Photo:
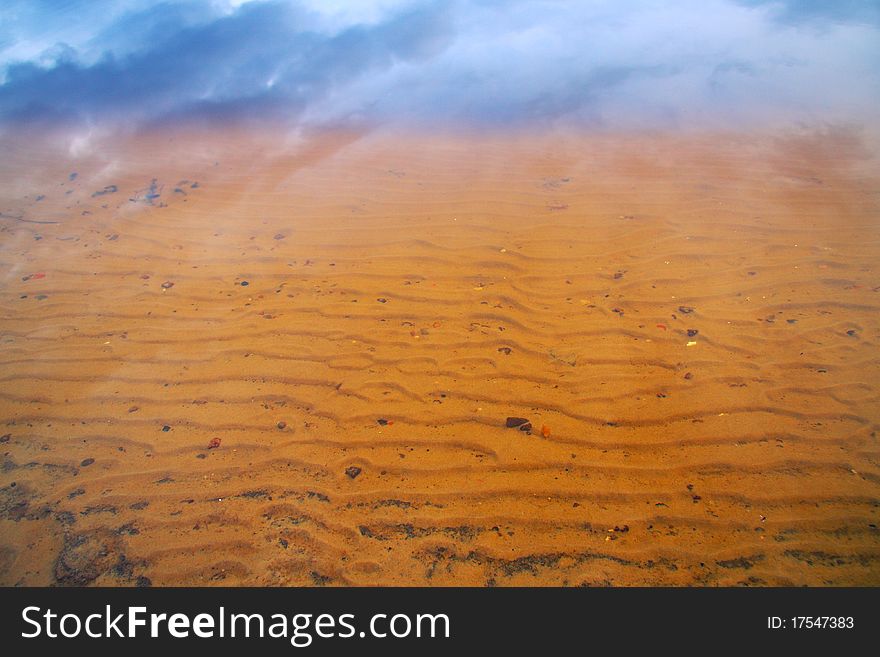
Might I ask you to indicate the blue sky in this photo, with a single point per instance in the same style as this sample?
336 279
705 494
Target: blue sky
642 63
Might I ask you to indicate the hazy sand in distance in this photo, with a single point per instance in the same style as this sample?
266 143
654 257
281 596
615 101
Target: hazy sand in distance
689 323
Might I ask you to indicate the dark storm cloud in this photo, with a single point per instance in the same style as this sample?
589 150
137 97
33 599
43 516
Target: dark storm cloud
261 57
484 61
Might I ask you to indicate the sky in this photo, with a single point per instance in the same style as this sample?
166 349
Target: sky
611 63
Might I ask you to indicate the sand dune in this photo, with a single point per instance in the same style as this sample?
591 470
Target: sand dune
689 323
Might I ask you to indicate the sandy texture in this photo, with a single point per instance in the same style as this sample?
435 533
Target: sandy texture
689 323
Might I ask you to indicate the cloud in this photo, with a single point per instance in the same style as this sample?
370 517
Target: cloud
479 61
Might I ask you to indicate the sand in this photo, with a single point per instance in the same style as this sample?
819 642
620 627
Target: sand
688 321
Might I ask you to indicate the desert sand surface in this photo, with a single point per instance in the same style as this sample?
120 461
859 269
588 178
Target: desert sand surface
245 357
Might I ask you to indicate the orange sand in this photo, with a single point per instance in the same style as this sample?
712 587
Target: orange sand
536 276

==

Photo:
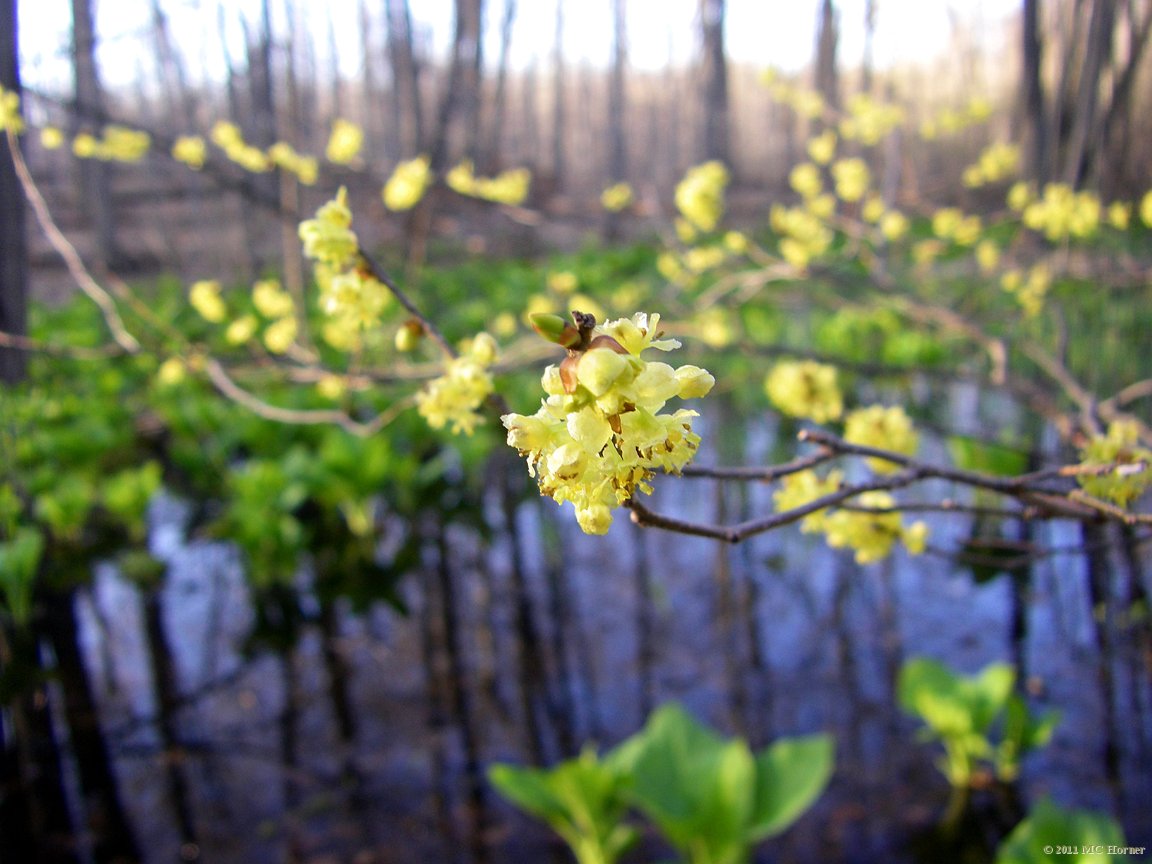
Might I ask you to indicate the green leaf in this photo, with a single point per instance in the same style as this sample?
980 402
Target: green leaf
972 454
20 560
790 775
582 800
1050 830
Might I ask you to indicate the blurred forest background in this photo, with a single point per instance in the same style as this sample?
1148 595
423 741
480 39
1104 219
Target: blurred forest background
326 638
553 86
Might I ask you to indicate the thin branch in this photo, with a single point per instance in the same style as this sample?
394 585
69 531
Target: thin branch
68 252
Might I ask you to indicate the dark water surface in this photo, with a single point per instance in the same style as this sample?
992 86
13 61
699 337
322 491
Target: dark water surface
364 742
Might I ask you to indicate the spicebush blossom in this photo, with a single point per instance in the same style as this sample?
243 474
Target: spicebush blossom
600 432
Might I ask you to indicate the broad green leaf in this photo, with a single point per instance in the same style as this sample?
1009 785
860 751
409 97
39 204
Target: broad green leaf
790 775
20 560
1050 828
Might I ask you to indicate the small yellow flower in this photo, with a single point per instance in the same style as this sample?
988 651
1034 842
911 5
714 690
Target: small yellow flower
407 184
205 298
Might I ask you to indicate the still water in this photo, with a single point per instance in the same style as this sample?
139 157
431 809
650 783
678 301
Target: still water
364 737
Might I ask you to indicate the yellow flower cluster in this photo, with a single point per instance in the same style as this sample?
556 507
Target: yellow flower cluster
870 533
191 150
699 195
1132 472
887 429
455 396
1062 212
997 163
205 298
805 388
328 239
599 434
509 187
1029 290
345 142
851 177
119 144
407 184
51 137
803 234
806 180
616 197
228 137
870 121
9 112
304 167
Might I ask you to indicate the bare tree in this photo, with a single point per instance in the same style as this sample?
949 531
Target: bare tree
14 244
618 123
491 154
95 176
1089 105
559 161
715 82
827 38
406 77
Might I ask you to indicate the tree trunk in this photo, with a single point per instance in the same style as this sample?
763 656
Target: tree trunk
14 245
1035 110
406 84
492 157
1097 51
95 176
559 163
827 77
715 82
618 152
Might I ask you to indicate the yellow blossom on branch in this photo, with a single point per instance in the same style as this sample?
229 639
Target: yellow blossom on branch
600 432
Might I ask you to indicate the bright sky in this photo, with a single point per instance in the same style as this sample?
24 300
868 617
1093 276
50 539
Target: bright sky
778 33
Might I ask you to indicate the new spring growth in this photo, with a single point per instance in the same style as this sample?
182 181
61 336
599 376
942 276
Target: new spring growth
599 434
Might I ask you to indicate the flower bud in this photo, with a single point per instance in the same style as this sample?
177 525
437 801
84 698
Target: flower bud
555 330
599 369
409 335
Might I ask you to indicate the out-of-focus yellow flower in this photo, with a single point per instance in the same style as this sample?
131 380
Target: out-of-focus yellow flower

==

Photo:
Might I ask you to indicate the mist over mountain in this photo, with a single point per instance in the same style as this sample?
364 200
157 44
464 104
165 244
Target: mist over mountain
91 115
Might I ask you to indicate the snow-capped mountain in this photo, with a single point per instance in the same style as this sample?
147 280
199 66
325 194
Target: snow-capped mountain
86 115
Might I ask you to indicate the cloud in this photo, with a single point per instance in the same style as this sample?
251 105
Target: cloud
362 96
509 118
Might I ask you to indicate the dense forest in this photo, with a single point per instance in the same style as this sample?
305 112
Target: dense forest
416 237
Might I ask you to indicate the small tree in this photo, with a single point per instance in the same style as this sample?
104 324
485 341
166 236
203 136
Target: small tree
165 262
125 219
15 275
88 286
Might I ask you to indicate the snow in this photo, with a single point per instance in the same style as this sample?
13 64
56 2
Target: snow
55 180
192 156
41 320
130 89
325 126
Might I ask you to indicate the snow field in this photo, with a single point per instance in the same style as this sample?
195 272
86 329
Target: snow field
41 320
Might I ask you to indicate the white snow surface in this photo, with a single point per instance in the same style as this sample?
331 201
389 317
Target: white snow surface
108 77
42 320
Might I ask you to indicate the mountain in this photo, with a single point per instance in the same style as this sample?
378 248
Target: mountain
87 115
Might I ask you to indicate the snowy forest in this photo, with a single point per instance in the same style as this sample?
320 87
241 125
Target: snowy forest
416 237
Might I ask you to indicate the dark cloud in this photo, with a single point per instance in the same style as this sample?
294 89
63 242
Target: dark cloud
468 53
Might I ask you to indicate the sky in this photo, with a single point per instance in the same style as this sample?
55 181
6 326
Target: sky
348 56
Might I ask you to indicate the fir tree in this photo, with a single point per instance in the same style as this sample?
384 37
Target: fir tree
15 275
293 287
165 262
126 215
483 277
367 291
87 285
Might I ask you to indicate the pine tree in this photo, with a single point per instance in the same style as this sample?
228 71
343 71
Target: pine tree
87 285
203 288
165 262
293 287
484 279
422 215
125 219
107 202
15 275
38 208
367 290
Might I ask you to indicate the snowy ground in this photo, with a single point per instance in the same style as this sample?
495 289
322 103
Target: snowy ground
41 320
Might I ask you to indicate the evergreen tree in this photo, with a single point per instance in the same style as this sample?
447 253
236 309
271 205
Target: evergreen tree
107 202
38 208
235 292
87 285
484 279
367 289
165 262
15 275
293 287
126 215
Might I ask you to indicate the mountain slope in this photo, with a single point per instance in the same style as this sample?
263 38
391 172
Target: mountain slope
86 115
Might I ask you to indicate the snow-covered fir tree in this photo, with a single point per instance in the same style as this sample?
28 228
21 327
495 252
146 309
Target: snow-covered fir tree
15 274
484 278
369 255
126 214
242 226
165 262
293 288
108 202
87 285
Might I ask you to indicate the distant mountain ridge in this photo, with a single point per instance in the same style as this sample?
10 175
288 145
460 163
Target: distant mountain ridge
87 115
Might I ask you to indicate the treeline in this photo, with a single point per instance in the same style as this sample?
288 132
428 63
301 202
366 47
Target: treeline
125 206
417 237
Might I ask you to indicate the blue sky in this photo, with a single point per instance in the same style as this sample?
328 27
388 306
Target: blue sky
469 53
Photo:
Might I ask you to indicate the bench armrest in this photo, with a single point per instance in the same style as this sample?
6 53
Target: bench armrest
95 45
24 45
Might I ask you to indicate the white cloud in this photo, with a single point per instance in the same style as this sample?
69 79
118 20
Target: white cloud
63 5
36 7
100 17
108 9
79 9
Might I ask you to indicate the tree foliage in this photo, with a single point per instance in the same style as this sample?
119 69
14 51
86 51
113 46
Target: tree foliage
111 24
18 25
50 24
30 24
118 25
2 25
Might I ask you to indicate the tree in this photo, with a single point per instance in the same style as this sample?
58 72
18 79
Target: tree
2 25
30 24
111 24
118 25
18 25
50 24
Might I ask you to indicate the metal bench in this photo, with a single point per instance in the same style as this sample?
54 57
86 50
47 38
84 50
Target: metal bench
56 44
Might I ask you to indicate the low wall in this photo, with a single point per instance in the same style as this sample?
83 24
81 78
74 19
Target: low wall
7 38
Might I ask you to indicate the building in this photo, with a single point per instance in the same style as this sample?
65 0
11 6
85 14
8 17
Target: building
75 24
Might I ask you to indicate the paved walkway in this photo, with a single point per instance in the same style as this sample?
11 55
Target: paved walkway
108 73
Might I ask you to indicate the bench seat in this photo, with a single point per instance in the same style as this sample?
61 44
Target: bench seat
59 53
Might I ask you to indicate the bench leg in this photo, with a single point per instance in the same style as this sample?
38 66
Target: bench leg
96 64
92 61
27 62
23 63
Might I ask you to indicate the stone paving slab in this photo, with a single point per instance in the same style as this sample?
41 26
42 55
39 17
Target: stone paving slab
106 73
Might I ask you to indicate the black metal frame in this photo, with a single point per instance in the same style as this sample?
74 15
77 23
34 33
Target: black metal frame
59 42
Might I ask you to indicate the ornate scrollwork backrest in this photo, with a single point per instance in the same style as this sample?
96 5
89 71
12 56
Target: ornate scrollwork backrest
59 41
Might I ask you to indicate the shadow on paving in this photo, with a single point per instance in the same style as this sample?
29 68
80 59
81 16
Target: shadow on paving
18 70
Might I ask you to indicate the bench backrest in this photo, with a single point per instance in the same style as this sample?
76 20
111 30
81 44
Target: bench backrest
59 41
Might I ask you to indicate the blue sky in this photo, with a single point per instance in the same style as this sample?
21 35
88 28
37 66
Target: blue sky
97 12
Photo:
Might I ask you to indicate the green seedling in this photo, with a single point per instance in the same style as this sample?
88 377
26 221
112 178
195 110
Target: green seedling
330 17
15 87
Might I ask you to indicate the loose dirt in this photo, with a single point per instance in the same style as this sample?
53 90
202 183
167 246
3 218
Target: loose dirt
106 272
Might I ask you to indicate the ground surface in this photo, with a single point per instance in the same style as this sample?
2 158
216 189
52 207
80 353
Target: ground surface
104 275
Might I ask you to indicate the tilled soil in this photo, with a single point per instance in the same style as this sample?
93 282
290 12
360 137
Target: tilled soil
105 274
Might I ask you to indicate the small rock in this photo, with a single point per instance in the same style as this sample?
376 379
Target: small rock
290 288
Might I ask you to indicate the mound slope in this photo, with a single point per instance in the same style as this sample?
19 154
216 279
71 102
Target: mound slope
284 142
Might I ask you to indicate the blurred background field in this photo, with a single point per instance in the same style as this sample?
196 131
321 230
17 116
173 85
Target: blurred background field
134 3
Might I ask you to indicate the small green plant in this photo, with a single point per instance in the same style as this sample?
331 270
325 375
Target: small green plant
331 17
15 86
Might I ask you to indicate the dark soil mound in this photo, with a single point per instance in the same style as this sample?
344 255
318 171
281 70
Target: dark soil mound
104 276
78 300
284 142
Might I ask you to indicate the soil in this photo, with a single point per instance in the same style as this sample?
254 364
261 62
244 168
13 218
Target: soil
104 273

§ REQUIRED WORK:
Report each line in the records that contains the string "dirt", copying the full line, and treat uppercase and lowercase as different.

§ TASK ANSWER:
Might I ask you to indicate the loose dirt in this photo, with a single point per instance in the same style as this sample?
Target: loose dirt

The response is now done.